Datensatzzeilen dazu, wo Objekte zu sehen sind:
☆ ☆ ☆
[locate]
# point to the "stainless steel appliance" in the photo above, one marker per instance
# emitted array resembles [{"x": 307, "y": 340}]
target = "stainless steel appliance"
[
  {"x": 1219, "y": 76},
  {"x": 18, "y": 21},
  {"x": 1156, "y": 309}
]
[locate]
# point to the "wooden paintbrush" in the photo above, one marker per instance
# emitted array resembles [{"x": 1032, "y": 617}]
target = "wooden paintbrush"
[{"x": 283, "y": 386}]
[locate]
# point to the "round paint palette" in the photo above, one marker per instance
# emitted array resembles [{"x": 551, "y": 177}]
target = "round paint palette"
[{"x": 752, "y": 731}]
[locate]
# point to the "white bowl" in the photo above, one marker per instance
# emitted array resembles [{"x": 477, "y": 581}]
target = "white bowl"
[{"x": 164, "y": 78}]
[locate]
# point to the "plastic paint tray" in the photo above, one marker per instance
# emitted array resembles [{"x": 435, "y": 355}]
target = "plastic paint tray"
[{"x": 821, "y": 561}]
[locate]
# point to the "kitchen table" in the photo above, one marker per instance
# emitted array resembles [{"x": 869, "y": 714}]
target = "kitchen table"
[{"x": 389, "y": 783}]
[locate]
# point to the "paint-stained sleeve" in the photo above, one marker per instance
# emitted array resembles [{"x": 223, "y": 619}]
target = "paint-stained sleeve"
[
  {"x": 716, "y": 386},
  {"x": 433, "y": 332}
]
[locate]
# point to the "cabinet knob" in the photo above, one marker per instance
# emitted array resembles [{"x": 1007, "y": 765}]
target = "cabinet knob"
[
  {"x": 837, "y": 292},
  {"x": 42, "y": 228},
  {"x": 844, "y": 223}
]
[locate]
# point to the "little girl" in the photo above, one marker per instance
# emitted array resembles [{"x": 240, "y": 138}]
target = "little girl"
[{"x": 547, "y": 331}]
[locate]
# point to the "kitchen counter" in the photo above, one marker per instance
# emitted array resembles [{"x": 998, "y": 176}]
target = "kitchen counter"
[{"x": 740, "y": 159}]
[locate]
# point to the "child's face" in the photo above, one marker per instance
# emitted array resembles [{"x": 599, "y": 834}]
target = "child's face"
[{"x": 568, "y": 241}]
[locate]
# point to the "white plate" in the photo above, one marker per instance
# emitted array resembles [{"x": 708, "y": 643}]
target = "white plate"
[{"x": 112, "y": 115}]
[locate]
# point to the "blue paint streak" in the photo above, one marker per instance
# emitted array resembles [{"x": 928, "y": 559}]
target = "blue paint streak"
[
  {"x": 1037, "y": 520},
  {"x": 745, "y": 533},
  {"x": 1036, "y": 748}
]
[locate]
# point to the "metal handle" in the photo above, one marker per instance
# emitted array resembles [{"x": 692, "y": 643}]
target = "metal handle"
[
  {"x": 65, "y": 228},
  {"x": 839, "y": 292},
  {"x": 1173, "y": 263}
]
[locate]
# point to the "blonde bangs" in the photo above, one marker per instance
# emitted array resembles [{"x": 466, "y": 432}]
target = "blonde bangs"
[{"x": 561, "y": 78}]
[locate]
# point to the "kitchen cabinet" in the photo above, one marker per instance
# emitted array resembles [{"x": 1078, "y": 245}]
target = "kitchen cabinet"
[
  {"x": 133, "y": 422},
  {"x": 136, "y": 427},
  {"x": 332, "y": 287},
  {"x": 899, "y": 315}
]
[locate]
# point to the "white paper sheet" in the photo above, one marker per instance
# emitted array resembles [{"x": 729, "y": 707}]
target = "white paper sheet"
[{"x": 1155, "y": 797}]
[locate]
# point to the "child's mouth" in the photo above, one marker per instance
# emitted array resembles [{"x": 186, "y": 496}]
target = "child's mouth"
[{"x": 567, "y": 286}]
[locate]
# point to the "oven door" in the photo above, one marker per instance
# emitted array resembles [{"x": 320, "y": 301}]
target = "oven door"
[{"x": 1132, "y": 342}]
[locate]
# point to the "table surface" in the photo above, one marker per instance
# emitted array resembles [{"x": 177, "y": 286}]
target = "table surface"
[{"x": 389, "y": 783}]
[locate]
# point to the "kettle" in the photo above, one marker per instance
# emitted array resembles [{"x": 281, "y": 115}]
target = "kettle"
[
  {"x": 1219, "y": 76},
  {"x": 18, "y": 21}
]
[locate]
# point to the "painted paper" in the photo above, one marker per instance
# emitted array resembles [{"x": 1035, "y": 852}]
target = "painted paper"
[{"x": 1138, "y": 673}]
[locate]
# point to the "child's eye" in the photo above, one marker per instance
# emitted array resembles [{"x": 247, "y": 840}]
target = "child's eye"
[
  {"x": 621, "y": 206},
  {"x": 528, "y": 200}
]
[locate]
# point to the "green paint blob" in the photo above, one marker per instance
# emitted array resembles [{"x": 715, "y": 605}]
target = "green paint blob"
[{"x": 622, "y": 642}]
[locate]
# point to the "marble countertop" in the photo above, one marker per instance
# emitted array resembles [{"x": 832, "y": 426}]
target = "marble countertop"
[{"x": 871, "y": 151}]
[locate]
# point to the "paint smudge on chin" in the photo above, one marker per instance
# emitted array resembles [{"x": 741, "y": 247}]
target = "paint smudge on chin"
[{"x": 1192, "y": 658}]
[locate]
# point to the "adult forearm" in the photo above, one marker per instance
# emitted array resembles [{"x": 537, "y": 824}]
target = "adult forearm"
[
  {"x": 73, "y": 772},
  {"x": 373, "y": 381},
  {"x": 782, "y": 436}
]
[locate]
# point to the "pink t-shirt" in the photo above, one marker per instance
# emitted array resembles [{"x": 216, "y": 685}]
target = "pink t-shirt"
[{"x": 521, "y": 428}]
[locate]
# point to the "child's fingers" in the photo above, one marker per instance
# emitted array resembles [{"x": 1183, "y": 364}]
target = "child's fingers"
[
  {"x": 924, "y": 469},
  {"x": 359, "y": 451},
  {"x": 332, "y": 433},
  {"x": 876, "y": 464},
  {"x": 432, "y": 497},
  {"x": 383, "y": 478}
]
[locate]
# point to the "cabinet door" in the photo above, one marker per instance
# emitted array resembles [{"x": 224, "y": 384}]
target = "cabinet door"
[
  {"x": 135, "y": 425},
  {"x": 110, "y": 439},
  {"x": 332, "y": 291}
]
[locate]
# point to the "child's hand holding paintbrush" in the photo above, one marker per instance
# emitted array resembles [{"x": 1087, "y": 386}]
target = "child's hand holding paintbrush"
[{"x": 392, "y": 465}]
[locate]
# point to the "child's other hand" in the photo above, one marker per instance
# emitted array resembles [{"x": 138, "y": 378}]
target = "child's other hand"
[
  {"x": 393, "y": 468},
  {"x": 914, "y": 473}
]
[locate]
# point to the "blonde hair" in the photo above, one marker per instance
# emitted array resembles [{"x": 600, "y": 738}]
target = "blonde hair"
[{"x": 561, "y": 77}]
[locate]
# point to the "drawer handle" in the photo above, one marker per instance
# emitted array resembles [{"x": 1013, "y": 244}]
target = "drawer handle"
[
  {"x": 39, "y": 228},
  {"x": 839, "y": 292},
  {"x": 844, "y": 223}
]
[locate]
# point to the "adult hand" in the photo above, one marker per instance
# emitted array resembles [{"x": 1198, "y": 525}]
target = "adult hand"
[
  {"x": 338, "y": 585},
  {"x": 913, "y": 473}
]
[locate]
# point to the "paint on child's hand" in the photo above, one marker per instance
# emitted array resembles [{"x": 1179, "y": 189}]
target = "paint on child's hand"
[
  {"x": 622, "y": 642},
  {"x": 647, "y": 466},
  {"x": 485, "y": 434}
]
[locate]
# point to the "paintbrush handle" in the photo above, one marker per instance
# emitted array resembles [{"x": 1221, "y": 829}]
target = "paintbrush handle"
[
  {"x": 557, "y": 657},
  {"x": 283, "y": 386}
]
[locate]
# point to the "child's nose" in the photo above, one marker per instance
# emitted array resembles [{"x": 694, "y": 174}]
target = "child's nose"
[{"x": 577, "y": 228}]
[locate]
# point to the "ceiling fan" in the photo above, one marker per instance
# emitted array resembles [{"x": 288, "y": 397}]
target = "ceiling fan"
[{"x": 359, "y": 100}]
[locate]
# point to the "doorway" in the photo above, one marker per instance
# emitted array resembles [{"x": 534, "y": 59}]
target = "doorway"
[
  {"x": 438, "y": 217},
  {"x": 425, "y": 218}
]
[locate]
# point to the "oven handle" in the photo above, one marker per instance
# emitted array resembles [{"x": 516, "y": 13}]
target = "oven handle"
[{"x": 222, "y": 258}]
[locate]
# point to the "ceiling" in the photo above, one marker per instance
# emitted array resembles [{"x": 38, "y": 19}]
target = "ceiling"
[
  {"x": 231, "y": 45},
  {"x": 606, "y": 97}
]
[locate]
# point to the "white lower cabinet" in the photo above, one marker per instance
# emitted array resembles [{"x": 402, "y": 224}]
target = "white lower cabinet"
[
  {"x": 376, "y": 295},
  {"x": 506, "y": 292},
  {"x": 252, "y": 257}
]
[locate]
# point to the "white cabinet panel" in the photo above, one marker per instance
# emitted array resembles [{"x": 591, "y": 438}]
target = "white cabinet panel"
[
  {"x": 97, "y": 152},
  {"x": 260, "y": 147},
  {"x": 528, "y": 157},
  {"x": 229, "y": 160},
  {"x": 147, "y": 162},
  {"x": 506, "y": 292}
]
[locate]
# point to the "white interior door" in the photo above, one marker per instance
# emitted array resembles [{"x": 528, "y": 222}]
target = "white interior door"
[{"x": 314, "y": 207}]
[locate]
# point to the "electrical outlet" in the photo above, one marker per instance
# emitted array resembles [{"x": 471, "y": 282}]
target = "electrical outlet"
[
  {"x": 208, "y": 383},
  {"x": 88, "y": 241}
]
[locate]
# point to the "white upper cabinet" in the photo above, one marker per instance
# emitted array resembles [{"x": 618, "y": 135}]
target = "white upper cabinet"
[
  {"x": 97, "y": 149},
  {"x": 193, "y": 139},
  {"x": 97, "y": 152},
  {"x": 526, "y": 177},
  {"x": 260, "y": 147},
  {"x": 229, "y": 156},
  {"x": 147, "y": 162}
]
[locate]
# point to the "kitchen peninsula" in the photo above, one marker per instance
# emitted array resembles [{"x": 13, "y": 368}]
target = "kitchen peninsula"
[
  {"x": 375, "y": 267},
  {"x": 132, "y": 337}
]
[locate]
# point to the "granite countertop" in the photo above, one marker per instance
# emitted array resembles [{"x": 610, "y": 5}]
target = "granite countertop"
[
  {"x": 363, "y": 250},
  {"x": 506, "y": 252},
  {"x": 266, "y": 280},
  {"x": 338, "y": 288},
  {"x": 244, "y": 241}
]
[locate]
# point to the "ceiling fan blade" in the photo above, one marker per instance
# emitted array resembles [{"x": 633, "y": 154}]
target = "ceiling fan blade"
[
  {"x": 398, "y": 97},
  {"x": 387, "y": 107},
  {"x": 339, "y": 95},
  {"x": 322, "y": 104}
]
☆ ☆ ☆
Zähle die Zeilen der obigen Einträge, die die Zeichenfolge „oven“ enthalten, wobei Groß- und Kleinschreibung berücksichtigt wird. Gib nur die Anzahl an.

4